*** Opening SOURCE INFORMATION ***

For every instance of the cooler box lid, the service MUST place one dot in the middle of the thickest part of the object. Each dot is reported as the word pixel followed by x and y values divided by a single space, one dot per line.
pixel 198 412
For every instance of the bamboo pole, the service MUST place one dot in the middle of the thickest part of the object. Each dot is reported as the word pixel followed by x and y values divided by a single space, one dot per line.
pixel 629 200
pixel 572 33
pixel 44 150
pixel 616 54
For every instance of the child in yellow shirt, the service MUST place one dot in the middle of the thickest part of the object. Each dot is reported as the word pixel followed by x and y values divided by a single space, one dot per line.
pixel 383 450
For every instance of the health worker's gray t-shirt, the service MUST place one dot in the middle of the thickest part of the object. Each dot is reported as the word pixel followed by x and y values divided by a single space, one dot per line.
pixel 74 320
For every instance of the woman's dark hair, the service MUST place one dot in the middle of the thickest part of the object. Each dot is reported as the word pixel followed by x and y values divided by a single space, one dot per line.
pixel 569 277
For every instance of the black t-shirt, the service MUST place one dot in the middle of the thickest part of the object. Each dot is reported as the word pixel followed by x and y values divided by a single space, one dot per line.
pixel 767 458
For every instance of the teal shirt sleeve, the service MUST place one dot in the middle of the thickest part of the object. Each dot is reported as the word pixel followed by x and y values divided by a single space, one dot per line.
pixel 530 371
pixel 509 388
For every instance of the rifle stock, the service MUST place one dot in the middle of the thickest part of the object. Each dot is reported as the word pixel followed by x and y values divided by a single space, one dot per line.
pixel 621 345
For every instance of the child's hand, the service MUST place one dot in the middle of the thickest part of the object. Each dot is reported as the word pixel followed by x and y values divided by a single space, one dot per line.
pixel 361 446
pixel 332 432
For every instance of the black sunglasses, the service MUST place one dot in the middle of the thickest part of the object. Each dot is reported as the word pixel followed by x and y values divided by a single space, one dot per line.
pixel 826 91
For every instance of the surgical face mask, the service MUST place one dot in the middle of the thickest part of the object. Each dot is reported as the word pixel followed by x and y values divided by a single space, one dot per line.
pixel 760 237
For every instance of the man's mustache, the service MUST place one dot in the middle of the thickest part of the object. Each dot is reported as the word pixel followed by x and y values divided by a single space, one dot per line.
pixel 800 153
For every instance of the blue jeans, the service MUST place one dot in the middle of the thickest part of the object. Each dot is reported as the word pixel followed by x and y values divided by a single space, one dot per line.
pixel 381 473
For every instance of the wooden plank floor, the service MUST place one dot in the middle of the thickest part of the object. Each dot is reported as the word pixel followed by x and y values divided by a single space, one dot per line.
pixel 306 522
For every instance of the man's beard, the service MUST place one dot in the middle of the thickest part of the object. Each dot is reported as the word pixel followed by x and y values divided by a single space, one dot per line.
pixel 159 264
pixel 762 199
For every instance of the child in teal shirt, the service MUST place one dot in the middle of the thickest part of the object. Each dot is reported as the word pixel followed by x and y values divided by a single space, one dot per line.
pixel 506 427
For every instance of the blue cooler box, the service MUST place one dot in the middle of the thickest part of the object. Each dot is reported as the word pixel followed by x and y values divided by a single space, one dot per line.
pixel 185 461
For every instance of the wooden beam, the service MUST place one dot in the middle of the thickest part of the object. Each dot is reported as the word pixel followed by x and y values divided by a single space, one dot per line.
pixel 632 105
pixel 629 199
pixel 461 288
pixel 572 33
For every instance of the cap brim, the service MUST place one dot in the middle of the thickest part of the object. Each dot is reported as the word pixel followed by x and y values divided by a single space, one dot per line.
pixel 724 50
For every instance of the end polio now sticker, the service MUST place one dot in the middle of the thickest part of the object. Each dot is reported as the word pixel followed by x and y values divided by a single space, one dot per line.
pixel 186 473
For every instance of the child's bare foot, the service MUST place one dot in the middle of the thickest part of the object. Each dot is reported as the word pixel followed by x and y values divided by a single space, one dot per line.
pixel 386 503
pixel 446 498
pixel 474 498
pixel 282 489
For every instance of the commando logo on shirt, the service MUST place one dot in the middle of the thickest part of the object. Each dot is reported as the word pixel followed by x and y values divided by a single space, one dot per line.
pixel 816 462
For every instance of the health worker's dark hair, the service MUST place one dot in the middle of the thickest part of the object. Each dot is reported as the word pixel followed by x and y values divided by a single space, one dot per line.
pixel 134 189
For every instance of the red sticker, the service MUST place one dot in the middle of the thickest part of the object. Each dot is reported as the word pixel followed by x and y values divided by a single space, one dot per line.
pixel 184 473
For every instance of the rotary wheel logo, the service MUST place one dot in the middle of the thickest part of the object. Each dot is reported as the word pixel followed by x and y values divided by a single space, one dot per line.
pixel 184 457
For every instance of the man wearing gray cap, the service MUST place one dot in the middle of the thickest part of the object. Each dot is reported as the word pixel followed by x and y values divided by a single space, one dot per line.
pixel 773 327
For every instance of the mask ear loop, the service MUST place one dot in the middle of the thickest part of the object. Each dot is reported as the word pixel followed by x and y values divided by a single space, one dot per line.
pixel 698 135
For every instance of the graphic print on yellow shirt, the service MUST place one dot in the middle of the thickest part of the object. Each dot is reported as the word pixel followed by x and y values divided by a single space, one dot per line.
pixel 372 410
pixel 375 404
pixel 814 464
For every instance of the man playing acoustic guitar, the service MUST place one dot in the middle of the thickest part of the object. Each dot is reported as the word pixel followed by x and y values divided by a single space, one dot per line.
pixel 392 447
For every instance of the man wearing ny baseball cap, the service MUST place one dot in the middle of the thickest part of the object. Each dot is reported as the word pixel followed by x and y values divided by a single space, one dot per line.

*** Closing SOURCE INFORMATION ***

== ACTIVITY ==
Print the material once more, exactly.

== SOLVED PROBLEM ==
For every instance of the cooler box lid, the service MUST place one dot in the middle of the thickest part of the object. Each dot is reported as the word pixel followed by x and y values divided by a single space, one dot per line.
pixel 198 412
For every instance of the bamboo pole, the service MUST place one dot in the middle of the thickest part of the object. Each dot is reported as the word pixel followed by x and y values divided by a single space, one dot per line.
pixel 629 200
pixel 572 33
pixel 44 150
pixel 616 54
For every instance of the child in yellow shirt, the service MUST place one dot in the middle of the thickest part of the object. Each dot is reported as the word pixel followed by x and y values divided by a single space, one dot per line.
pixel 383 450
For every instance of the health worker's gray t-shirt, the service MUST place one dot in the middle of the thickest part of the object. Each dot is reported as the word pixel followed by x and y values divided by a single space, one dot per line.
pixel 74 320
For every instance of the woman's dark hair, the service MUST place one dot in the middle of the thickest part of the object. Each dot is reported as the word pixel followed by x and y values divided by a single space, one dot per line.
pixel 569 277
For every instance of the black t-shirt, the service MUST place one dot in the middle of the thickest part of the object. Each dot is reported as the word pixel followed by x and y values divided by a single space, one dot per line.
pixel 767 458
For every instance of the teal shirt sleeve, the service MUST place one dot in the middle of the thickest part of the object. Each dot is reported as the word pixel followed by x and y values divided by a single space, one dot per line.
pixel 530 371
pixel 509 388
For every instance of the rifle stock, the service MUST place one dot in the middle of the thickest part of the object. Each dot is reported as the word pixel followed by x and y values divided by a single space, one dot per line.
pixel 621 345
For every instance of the child's hand, the service MUST place one dot in the middle of the thickest part of the object. Each dot is reported as the word pixel followed by x and y values divided by a single space, one dot per line.
pixel 361 446
pixel 332 432
For every instance of the black sunglasses, the service MUST place one dot in the middle of the thickest part of the object. Each dot is reported as the word pixel followed by x and y values divided by a single space, one dot per line.
pixel 826 91
For every instance of the surgical face mask, the service MUST place one dot in the middle of the thickest part of the object. Each dot is reported as the word pixel followed by x and y values divided by a single space, one dot per line.
pixel 760 237
For every instance of the man's mustache, the service MUST place one dot in the middle of the thickest part of the object. Each dot is reported as the word pixel followed by x and y values divided by a single space, one dot per line.
pixel 800 153
For every instance of the blue jeans, the service MUST place one dot in the middle of the thickest part of the object. Each dot is reported as the word pixel followed by x and y values divided by a single space, one dot per line.
pixel 381 473
For every instance of the wooden plank floor, the service MUST place one dot in the middle of the thickest part of the object. Each dot is reported as the word pixel followed by x and y values divided by a single space, one dot per line.
pixel 306 522
For every instance of the man's beard, the service MUST place one dot in the middle of the thickest part of the object. Each dot is reported as the word pixel followed by x and y values divided by a single space, one dot per line.
pixel 159 264
pixel 762 199
For every instance of the child in teal shirt, the service MUST place one dot in the middle of the thickest part of the object. Each dot is reported as the word pixel followed by x and y values divided by a single space, one dot per line.
pixel 506 427
For every instance of the blue cooler box, the service MUST place one dot in the middle of the thickest part of the object. Each dot is reported as the word pixel followed by x and y values divided by a single space, one dot per line.
pixel 185 461
For every instance of the wooden beam, the service MUST place one dot in the middle of the thickest part of the object. Each dot is reported as the word pixel followed by x and y values divided by a single space, one dot per line.
pixel 632 105
pixel 629 199
pixel 461 288
pixel 572 33
For every instance of the cap brim, the service MUST place one dot in the middle of the thickest part of the object. Each dot is reported as the word pixel followed by x and y values divided by a single space, one dot per line.
pixel 724 50
For every instance of the end polio now sticker, the service MUST place one dot in the middle of the thickest part of the object. Each dot is reported as the word pixel followed by x and y values divided by a single space, one dot per line.
pixel 186 473
For every instance of the child's bare foot, the service MUST place one dot in the middle of the thickest part of the object. Each dot is reported as the word pixel followed by x and y values divided by a single space, one dot per line.
pixel 386 503
pixel 446 498
pixel 474 498
pixel 282 489
For every instance of the commando logo on shirt, the service MUST place one dot in the middle of the thickest part of the object. Each dot is reported as the word pixel followed by x and y values divided by a single space, one dot per line.
pixel 816 462
For every instance of the health worker's dark hair, the service MUST place one dot in the middle of the thickest part of the object. Each dot is reported as the word pixel followed by x and y values divided by a single space, one dot per line.
pixel 134 189
For every instance of the red sticker, the service MUST place one dot in the middle of the thickest part of the object. Each dot is reported as the word pixel followed by x and y values divided by a single space, one dot per line.
pixel 184 473
For every instance of the rotary wheel logo, the service MUST place one dot in the middle of the thickest part of the object. Each dot is reported as the word pixel followed by x and y values divided by a single space, one dot per line.
pixel 184 457
For every instance of the man wearing gray cap, the service MUST place one dot in the middle of the thickest part of the object. Each dot is reported as the word pixel followed by x and y values divided by a single space, one dot per line.
pixel 773 327
For every instance of the mask ear loop, the service MUST place one dot in the middle of the thickest part of the object. Each dot is reported as the word pixel followed by x and y values divided by a single space, one dot per line.
pixel 698 135
For every instance of the graphic print on yellow shirt, the service MUST place one dot in the middle of the thickest part of the object. Each dot is reported as the word pixel followed by x and y values divided by a single space, one dot per line.
pixel 372 410
pixel 375 404
pixel 814 464
For every instance of the man playing acoustic guitar, the service MUST place one dot in the middle of the thickest part of the object. Each dot is reported as the word pixel followed by x and y values divided by a single space, one dot per line.
pixel 392 447
For every instance of the man wearing ny baseball cap, the service MUST place one dot in the middle of the thickest part of the object. Each dot is reported as the word pixel followed by x and y values divided by a single space, one dot per line.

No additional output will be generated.